-------- SOURCE DATA --------
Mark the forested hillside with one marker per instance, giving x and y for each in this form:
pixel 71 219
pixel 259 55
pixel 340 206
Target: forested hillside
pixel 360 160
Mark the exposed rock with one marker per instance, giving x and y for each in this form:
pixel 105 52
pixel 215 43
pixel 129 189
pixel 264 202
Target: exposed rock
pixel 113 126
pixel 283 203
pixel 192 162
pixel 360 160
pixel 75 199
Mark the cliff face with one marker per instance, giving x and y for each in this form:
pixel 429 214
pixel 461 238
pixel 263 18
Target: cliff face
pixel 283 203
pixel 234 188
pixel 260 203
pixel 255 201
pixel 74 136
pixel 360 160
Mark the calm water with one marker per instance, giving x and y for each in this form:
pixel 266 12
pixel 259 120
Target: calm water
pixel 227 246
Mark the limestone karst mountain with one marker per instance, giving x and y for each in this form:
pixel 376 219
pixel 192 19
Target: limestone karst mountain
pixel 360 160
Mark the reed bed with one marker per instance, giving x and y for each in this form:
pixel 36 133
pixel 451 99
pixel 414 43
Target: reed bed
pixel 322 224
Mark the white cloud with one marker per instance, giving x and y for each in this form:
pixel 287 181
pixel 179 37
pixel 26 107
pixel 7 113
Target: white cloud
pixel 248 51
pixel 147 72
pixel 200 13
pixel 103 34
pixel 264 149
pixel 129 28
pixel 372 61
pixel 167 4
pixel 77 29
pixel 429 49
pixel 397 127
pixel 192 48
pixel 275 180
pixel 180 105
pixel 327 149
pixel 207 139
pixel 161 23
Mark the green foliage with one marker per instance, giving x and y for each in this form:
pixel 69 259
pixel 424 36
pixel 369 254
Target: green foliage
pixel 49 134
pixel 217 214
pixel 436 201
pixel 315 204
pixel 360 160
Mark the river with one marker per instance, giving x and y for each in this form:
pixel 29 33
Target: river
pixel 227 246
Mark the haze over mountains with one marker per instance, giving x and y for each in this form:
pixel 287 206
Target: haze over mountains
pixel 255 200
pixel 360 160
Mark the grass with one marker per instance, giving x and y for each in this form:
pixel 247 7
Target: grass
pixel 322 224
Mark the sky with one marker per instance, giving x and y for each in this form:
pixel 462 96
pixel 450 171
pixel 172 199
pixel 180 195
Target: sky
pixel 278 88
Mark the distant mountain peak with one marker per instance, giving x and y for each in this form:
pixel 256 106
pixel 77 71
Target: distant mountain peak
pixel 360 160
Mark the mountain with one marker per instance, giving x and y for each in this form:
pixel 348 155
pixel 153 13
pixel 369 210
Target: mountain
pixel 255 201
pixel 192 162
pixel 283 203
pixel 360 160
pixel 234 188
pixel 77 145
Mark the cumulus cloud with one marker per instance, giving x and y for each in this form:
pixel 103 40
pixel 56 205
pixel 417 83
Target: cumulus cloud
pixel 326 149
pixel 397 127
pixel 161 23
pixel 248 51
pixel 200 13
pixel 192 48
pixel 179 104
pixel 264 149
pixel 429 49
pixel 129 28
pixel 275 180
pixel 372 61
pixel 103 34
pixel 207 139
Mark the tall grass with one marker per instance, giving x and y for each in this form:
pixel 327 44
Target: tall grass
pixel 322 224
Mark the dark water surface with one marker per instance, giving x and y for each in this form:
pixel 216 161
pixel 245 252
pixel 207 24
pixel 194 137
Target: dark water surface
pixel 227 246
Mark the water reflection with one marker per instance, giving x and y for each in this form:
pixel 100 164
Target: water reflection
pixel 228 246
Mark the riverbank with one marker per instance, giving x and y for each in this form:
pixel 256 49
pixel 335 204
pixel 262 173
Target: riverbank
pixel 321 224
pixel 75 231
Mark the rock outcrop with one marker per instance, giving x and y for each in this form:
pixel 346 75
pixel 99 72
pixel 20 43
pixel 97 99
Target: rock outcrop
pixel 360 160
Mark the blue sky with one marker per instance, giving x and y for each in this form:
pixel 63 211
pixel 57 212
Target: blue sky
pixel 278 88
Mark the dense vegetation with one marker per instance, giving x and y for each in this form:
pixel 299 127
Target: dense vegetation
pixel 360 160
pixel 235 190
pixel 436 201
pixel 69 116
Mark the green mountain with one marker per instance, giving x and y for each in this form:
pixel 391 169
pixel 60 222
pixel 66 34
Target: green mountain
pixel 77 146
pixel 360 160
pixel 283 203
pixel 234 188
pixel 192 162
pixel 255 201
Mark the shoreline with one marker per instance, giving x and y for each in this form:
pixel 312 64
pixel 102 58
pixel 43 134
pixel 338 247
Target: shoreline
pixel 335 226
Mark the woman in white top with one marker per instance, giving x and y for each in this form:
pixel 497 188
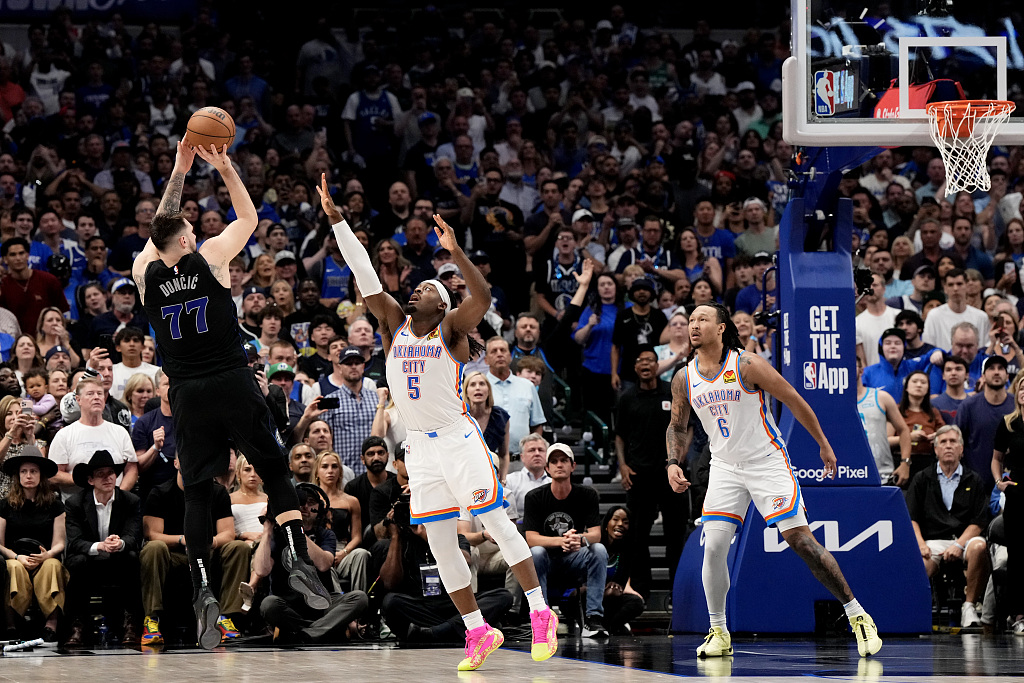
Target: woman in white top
pixel 673 354
pixel 248 503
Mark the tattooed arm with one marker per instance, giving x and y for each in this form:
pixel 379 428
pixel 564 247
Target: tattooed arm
pixel 678 435
pixel 758 373
pixel 171 202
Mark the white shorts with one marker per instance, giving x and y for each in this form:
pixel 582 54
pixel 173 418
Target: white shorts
pixel 940 546
pixel 767 480
pixel 451 469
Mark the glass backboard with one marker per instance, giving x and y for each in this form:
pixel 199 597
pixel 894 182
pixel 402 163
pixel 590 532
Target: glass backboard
pixel 861 72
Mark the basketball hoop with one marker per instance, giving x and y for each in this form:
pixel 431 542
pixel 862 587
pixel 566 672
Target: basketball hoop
pixel 964 131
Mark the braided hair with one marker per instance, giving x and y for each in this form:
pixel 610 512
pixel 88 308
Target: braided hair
pixel 730 336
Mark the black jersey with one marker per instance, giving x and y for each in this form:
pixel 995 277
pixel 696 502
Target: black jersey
pixel 194 317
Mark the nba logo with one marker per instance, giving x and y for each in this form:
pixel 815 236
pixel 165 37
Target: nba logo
pixel 824 92
pixel 810 375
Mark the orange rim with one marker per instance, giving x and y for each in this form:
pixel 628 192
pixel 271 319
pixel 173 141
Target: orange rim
pixel 966 111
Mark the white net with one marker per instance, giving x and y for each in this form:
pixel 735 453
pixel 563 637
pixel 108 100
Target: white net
pixel 964 132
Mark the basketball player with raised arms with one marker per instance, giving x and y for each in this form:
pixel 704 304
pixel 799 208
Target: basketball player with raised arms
pixel 450 467
pixel 214 396
pixel 727 387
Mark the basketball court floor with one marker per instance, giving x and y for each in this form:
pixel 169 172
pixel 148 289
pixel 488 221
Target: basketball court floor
pixel 622 659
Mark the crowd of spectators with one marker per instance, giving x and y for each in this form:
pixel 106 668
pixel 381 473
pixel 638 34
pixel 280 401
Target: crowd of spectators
pixel 605 178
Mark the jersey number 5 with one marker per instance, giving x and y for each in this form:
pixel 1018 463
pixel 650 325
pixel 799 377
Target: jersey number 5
pixel 174 312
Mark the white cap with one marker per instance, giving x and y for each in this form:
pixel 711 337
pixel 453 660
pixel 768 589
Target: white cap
pixel 563 449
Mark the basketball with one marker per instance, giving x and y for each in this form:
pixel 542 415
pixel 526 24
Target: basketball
pixel 210 125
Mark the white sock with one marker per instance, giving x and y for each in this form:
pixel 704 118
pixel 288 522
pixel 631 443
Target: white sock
pixel 473 620
pixel 853 608
pixel 536 598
--------
PROBLEM STATEMENT: Without the pictures, retype each line of the records above exactly.

SOLUTION TO THIS PROBLEM:
Mark the forested hillside with one marker per instance, giving x and y for each in this form:
pixel 71 219
pixel 259 55
pixel 340 206
Target: forested hillside
pixel 360 160
Mark the exposed rock with one marker per instance, giving x and y for each in this form:
pixel 105 52
pixel 215 43
pixel 129 189
pixel 264 202
Target: exposed rock
pixel 113 126
pixel 283 203
pixel 192 162
pixel 360 160
pixel 75 199
Mark the cliff face with one marker per instance, giving x and y for each in this form:
pixel 429 214
pixel 461 238
pixel 263 18
Target: cliff face
pixel 283 203
pixel 234 188
pixel 260 203
pixel 255 201
pixel 74 136
pixel 360 160
Mark the calm water with one marker per instance, giving x and y for each in this form:
pixel 266 12
pixel 259 120
Target: calm water
pixel 227 246
Mark the limestone karst mountain with one marker per instance, giving x and y for each in this form:
pixel 376 219
pixel 192 19
Target: limestone karst mountain
pixel 360 160
Mark the reed bed with one marker per instance, giving x and y for each in this form:
pixel 36 133
pixel 451 99
pixel 414 43
Target: reed bed
pixel 322 224
Mark the white cloud with one marker per instance, giving x and y for each in this form:
pixel 287 181
pixel 179 37
pixel 26 107
pixel 7 113
Target: white cloud
pixel 248 51
pixel 147 72
pixel 200 13
pixel 103 34
pixel 264 149
pixel 129 28
pixel 372 61
pixel 167 4
pixel 77 29
pixel 429 49
pixel 397 127
pixel 192 48
pixel 275 180
pixel 180 105
pixel 327 149
pixel 207 139
pixel 161 23
Mark the green foliage with one marker per instance, giving x and y for each in this form:
pixel 69 259
pixel 424 36
pixel 369 254
Target: green foliage
pixel 49 134
pixel 217 214
pixel 436 201
pixel 315 204
pixel 360 160
Mark the river with one marker per instance, giving x and y for each in this form:
pixel 29 33
Target: river
pixel 227 246
Mark the haze over mountains with one marker per instance, giving x and y for each in this form:
pixel 287 206
Target: haze over mountains
pixel 255 200
pixel 360 160
Mark the grass with one marker per instance, giving x and y for each in this form:
pixel 247 7
Target: grass
pixel 322 224
Mark the sky with one marker per instance, giving x and y for each in this form:
pixel 462 96
pixel 450 171
pixel 172 199
pixel 180 195
Target: sky
pixel 278 88
Mark the distant mountain peak with one marker per instance, giving x and y for each in this form:
pixel 256 106
pixel 77 71
Target: distant mountain peak
pixel 360 160
Mark the mountain with one marker per instance, giving x and y for each in this form:
pixel 348 155
pixel 153 13
pixel 369 210
Target: mountain
pixel 255 201
pixel 192 162
pixel 283 203
pixel 360 160
pixel 234 188
pixel 77 145
Mark the cumulus cloud with one marker per instance, giving x and y for each in this form:
pixel 103 40
pixel 56 205
pixel 417 83
Target: cumulus cloud
pixel 326 149
pixel 397 127
pixel 161 23
pixel 248 51
pixel 200 13
pixel 192 48
pixel 179 104
pixel 264 149
pixel 429 49
pixel 129 28
pixel 275 180
pixel 372 61
pixel 103 34
pixel 207 139
Mark the tall grass with one marker per instance, giving x and y for each in this form:
pixel 327 44
Target: tall grass
pixel 322 224
Mark the dark water surface with one marker per instance, giving x and y for each in this form:
pixel 216 161
pixel 245 252
pixel 207 24
pixel 194 137
Target: dark water surface
pixel 227 246
Mark the water reflection with one marker per instance, giving x and y for each in this form:
pixel 100 164
Target: water reflection
pixel 228 246
Mark the riverbank with one marker per instance, giving x and y for each in this form:
pixel 256 49
pixel 335 204
pixel 262 173
Target: riverbank
pixel 321 224
pixel 75 231
Mark the rock outcrop with one marker per instance, giving x and y for each in this form:
pixel 346 75
pixel 99 72
pixel 20 43
pixel 97 99
Target: rock outcrop
pixel 360 160
Mark the blue sky with one marker per instance, giving x and y for each in this form:
pixel 63 211
pixel 57 212
Target: blue sky
pixel 278 88
Mark the dense vegetation with one marker per instance, giving x and y for each in this form:
pixel 299 127
Target: dense vegetation
pixel 360 160
pixel 235 190
pixel 436 201
pixel 69 116
Mark the green mountain with one marker per instance, giving x and y for each in this form:
pixel 391 169
pixel 60 222
pixel 66 34
Target: green mountain
pixel 77 146
pixel 360 160
pixel 283 203
pixel 234 188
pixel 192 162
pixel 255 201
Mark the shoreline with one marker per instance, giving x and y for each in this form:
pixel 312 64
pixel 102 58
pixel 43 134
pixel 338 247
Target: shoreline
pixel 335 226
Mark the woman in white top with one marker per instance, giving x and y for each in this form:
pixel 497 188
Target: woman in white top
pixel 673 354
pixel 248 503
Mark the tattooed arm with one marker per instance, giving x and y for each in this form:
pixel 379 428
pixel 564 247
Target: tattooed arm
pixel 678 435
pixel 758 373
pixel 171 202
Mark the white shorts with one marker per instance, giving x and y for each in this form:
pixel 582 54
pixel 173 418
Target: white shorts
pixel 940 546
pixel 767 480
pixel 451 469
Mark the glass backboard with one marker per instance, giving x and y for each in this form:
pixel 199 597
pixel 894 182
pixel 402 163
pixel 590 532
Target: glass backboard
pixel 861 72
Mark the basketball hoop with one marker per instance, giving x and y for each in this form:
pixel 431 542
pixel 862 587
pixel 566 672
Target: basketball hoop
pixel 964 131
Mark the braided hair with one marker per instance, giving x and y for each in this form:
pixel 610 512
pixel 88 308
Target: braided hair
pixel 730 336
Mark the black jersey with one marker per instance, giving x and y for each in this form:
pixel 995 277
pixel 696 502
Target: black jersey
pixel 194 317
Mark the nba logo with one marker per instance, giving x and y for each in this form:
pixel 815 236
pixel 165 37
Target: nba logo
pixel 824 92
pixel 810 375
Mark the orange rim with one marker per instance, giving x and y for each in this form:
pixel 628 192
pixel 271 319
pixel 173 141
Target: orange rim
pixel 966 111
Mark the white net with one marker per instance, giving x and y for each in this form:
pixel 735 453
pixel 563 637
pixel 108 100
Target: white net
pixel 964 132
Mark the basketball player with raised arms with one marker per instance, giving x and y for each in this form:
pixel 704 304
pixel 799 208
Target: basketball player with raised arms
pixel 450 467
pixel 214 396
pixel 727 387
Mark the basketball court floor with one marker per instance, giving x and y for each in this form:
pixel 169 172
pixel 148 289
pixel 488 221
Target: basketball court floor
pixel 622 659
Mark the crowd of spectators with one marker per instance, giving x and y for each in this form:
pixel 106 668
pixel 381 473
pixel 638 34
pixel 280 401
Target: crowd of spectators
pixel 605 178
Mark the jersey number 5 with one marker per instance, giving x and y for each in this form:
pixel 1018 463
pixel 650 325
pixel 799 377
Target: jersey number 5
pixel 174 312
Mark the white cap with one marker per instance, giving x and y for each in this form:
pixel 711 337
pixel 453 660
pixel 768 589
Target: white cap
pixel 563 449
Mark the basketball with one marker per instance, giving x and y for each in this form:
pixel 542 415
pixel 526 24
Target: basketball
pixel 210 125
Mark the white sock with one marker per instance, giving x and y for each in this form:
pixel 704 118
pixel 288 522
pixel 631 443
Target: white sock
pixel 473 620
pixel 853 608
pixel 536 598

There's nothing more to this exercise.